SET PROBLEM:
Render every line of the records below as a Markdown table with two columns, Row and Line, where Row numbers each line in order and Line holds that line's text. Leave out blank lines.

DATA:
>>>

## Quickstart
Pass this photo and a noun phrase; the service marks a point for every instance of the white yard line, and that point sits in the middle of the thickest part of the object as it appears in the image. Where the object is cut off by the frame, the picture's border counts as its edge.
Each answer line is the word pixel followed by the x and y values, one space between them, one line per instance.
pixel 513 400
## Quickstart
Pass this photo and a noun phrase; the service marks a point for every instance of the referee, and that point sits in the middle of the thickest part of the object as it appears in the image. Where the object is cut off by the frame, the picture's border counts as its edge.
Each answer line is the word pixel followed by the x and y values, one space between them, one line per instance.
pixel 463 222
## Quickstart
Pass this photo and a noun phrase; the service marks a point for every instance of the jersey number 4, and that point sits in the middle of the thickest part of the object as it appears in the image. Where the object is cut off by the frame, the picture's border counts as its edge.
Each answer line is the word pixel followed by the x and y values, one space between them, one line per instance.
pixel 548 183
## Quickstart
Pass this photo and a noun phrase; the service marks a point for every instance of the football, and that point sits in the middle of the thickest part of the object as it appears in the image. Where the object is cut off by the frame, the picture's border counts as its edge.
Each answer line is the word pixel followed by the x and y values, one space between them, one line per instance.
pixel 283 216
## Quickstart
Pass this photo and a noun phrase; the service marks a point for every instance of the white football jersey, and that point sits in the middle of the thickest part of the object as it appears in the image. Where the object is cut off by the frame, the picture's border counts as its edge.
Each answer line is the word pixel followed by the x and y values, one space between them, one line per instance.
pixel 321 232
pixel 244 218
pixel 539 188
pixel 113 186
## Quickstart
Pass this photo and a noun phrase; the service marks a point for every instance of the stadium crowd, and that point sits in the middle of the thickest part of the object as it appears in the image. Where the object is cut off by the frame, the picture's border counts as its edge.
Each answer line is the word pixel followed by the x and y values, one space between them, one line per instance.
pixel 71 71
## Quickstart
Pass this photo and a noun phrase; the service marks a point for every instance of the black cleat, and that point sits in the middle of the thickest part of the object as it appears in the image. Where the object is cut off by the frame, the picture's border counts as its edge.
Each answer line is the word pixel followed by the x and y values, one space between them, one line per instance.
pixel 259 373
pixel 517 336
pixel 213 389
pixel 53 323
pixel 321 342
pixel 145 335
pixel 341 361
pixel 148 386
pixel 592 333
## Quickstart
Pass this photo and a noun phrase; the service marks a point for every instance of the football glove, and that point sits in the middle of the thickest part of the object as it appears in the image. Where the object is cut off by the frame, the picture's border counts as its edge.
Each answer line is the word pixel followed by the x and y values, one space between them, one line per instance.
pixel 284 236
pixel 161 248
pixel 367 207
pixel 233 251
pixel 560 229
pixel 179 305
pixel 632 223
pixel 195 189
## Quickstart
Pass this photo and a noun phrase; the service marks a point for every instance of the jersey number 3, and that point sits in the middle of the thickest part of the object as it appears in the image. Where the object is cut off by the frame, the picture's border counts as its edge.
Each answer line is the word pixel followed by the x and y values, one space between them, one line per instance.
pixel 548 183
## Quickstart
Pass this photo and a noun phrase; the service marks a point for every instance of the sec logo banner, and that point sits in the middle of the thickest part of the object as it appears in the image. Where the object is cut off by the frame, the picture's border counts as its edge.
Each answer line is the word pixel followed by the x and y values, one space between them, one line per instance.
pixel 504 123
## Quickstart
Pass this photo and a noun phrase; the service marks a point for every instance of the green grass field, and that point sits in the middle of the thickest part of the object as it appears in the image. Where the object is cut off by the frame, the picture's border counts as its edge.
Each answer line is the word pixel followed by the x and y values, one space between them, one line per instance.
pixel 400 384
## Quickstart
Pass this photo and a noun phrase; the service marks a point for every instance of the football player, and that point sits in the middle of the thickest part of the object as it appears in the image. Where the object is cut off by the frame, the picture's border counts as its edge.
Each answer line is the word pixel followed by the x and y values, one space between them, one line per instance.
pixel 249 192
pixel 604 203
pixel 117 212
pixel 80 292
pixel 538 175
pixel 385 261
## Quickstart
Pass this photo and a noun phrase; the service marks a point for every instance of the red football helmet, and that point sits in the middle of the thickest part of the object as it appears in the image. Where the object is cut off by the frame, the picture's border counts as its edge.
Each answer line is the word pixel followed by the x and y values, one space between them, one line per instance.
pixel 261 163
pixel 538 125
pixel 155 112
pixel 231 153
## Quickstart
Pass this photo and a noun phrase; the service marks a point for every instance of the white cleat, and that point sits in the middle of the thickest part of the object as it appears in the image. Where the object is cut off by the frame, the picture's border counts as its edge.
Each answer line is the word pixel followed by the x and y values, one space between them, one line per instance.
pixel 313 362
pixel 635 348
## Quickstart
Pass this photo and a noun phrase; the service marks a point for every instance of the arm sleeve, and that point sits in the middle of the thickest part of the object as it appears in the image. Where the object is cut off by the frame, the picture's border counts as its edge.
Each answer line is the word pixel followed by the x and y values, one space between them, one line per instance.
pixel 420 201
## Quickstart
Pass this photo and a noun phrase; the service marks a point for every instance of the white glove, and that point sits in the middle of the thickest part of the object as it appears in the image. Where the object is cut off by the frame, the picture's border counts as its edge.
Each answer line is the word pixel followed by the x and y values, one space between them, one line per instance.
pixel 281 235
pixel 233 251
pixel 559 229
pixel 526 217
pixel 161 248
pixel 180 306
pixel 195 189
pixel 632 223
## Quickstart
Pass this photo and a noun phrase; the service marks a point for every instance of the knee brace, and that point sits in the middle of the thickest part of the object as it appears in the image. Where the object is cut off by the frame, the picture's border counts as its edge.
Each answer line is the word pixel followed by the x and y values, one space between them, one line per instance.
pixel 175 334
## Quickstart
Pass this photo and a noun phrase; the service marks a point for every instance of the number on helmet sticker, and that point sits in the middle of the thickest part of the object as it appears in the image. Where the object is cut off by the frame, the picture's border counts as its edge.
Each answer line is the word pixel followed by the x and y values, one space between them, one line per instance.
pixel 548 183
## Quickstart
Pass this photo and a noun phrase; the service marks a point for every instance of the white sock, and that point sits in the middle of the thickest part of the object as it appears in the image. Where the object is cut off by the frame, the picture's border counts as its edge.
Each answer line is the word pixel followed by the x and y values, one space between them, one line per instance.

<<<

SOLUTION FOR THIS PROBLEM:
| Row | Line |
|---|---|
| 1 | ## Quickstart |
| 2 | Pass this photo and a noun phrase; the service marks a point for every instance of the white yard line, and that point sits in the middle of the thickest part of the object as it appears in the image. Where the object is cut off by the frame, the picture's border counts as its edge. |
| 3 | Each answer line is the word pixel followed by the x and y values, one space between them, one line per instance. |
| 4 | pixel 513 400 |
| 5 | ## Quickstart |
| 6 | Pass this photo and a noun phrase; the service marks a point for every instance of the referee, and that point sits in the middle of the thickest part of the object as it appears in the image. Where the object is cut off by the frame, the picture's border counts as its edge. |
| 7 | Each answer line is the word pixel followed by the x and y values, one space between them, one line per instance. |
| 8 | pixel 463 222 |
| 9 | ## Quickstart |
| 10 | Pass this photo and a noun phrase; the service marks a point for every instance of the jersey number 4, and that point sits in the middle of the thickest part of the object as it appears in the image. Where the object is cut off by the frame, the picture's border counts as its edge. |
| 11 | Each answer line is the word pixel followed by the x and y values, one space between them, one line per instance. |
| 12 | pixel 548 183 |
| 13 | ## Quickstart |
| 14 | Pass this photo and a noun phrase; the service marks a point for every instance of the football, and that point sits in the middle of the thickest part of the object as it appears in the image. Where the object is cut off by the frame, the picture's border counts as its edge. |
| 15 | Each answer line is the word pixel followed by the x and y values, one space between them, one line per instance. |
| 16 | pixel 283 216 |
| 17 | ## Quickstart |
| 18 | Pass this photo and a noun phrase; the service marks a point for every instance of the white football jersey, and that point sits in the middle of the thickest part of the object as it appears in the image. Where the object is cut off by the frame, the picture's border counts as its edge. |
| 19 | Each answer line is the word pixel followed by the x and y values, one space between them, one line per instance. |
| 20 | pixel 321 232 |
| 21 | pixel 244 218 |
| 22 | pixel 539 188 |
| 23 | pixel 113 186 |
| 24 | ## Quickstart |
| 25 | Pass this photo and a noun phrase; the service marks a point for every instance of the stadium crowd, and that point sits in the middle of the thickest part of the object as it appears in the image. Where the object is cut off by the frame, the picture's border counts as its edge. |
| 26 | Each answer line is the word pixel followed by the x and y values, one space between them, one line per instance. |
| 27 | pixel 71 71 |
| 28 | ## Quickstart |
| 29 | Pass this photo and a noun phrase; the service marks a point for every instance of the black cleat, and that point sits in the middle of the thickest part of the object as it appears in the image. Where the object is cut off by the frame, the picture's border counts as its edge. |
| 30 | Each answer line is the word pixel followed by the x and y values, one space between them, one line per instance. |
| 31 | pixel 259 373 |
| 32 | pixel 517 336 |
| 33 | pixel 213 389 |
| 34 | pixel 53 323 |
| 35 | pixel 321 342 |
| 36 | pixel 145 335 |
| 37 | pixel 341 361 |
| 38 | pixel 148 386 |
| 39 | pixel 592 333 |
| 40 | ## Quickstart |
| 41 | Pass this photo and a noun phrase; the service marks a point for every instance of the football glove, and that point sits in the middle of the thickest part of the object as it appears in the image. Where the object is cut off by the frame, the picture's border counts as its edge. |
| 42 | Each answer line is the word pixel followed by the x and y values, one space between them, one line per instance. |
| 43 | pixel 284 236 |
| 44 | pixel 161 248 |
| 45 | pixel 367 207 |
| 46 | pixel 233 251 |
| 47 | pixel 560 229 |
| 48 | pixel 179 305 |
| 49 | pixel 632 223 |
| 50 | pixel 195 189 |
| 51 | ## Quickstart |
| 52 | Pass this photo and a noun phrase; the service marks a point for every instance of the jersey number 3, and that point sits in the middle of the thickest part of the object as it appears in the image. Where the object is cut off by the frame, the picture's border counts as its edge. |
| 53 | Each answer line is the word pixel followed by the x and y values, one space between them, one line per instance. |
| 54 | pixel 548 183 |
| 55 | ## Quickstart |
| 56 | Pass this photo and a noun phrase; the service marks a point for every instance of the sec logo banner, and that point sits in the middle of the thickest part of the object as it appears in the image. Where the object is cut off by the frame, the picture's border counts as its edge. |
| 57 | Each answer line is the word pixel followed by the x and y values, one space between them, one line per instance. |
| 58 | pixel 504 123 |
| 59 | ## Quickstart |
| 60 | Pass this photo and a noun phrase; the service marks a point for every instance of the green grass field, and that point sits in the middle of the thickest part of the object as it appears in the image. Where the object is cut off by the frame, the picture's border counts as its edge. |
| 61 | Each answer line is the word pixel followed by the x and y values, one space between them, one line per instance. |
| 62 | pixel 400 384 |
| 63 | ## Quickstart |
| 64 | Pass this photo and a noun phrase; the service marks a point for every instance of the football player, and that point sits in the middle of the thickest part of the object as it appears in the image. Where the object is cut off by the frame, the picture's border counts as its edge. |
| 65 | Each answer line is the word pixel followed by the x and y values, one space between them, one line per instance. |
| 66 | pixel 249 192 |
| 67 | pixel 604 203 |
| 68 | pixel 117 212 |
| 69 | pixel 80 292 |
| 70 | pixel 538 175 |
| 71 | pixel 385 261 |
| 72 | ## Quickstart |
| 73 | Pass this photo and a noun phrase; the service marks a point for every instance of the red football helmet, and that point sits in the middle of the thickest part of the object as it appears in the image. Where the object is cut off by the frame, the picture's border counts as its edge. |
| 74 | Each answer line is the word pixel followed by the x and y values, one space between them, one line per instance. |
| 75 | pixel 261 163 |
| 76 | pixel 538 125 |
| 77 | pixel 155 112 |
| 78 | pixel 231 153 |
| 79 | ## Quickstart |
| 80 | Pass this photo and a noun phrase; the service marks a point for every instance of the white cleat, and that point sits in the middle of the thickest part of the object as it appears in the image. Where the object is cut off by the frame, the picture's border counts as its edge. |
| 81 | Each answer line is the word pixel followed by the x and y values, one space between them, one line per instance. |
| 82 | pixel 313 362 |
| 83 | pixel 635 348 |
| 84 | ## Quickstart |
| 85 | Pass this photo and a noun phrase; the service marks a point for every instance of the arm sleeve, and that point sits in the middle of the thickest part of the object as it appears in the image. Where the object is cut off by the frame, the picture's border counts as its edge. |
| 86 | Each answer line is the word pixel followed by the x and y values, one space between them, one line per instance. |
| 87 | pixel 420 201 |
| 88 | ## Quickstart |
| 89 | Pass this photo and a noun phrase; the service marks a point for every instance of the white glove, and that point sits in the middle of the thickest part of the object as it appears in the image. Where the object is cut off by the frame, the picture's border counts as its edge. |
| 90 | Each answer line is the word pixel followed by the x and y values, one space between them, one line per instance. |
| 91 | pixel 281 235 |
| 92 | pixel 233 251 |
| 93 | pixel 559 229 |
| 94 | pixel 526 217 |
| 95 | pixel 161 248 |
| 96 | pixel 180 306 |
| 97 | pixel 195 189 |
| 98 | pixel 632 223 |
| 99 | ## Quickstart |
| 100 | Pass this photo and a noun phrase; the service marks a point for every instance of the knee brace, and that point sits in the middle of the thickest part of the object as it appears in the image. Where the object is cut off by the frame, the picture's border counts as its edge. |
| 101 | Each answer line is the word pixel followed by the x and y values, one space between them, one line per instance. |
| 102 | pixel 175 334 |
| 103 | ## Quickstart |
| 104 | Pass this photo and a noun phrase; the service marks a point for every instance of the number on helmet sticker, and that point sits in the middle of the thickest part of the object as it appears in the image. Where the object is cut off by the frame, the picture's border counts as its edge. |
| 105 | Each answer line is the word pixel followed by the x and y values, one space between them, one line per instance. |
| 106 | pixel 548 183 |
| 107 | ## Quickstart |
| 108 | Pass this photo and a noun phrase; the service marks a point for every instance of the white sock, and that point sits in the middle of the thickest part of the object as it appears in the image. Where the object is cut off by the frame, the picture's border counts as its edge. |
| 109 | Each answer line is the word pixel followed by the x and y values, one space between them, one line per instance. |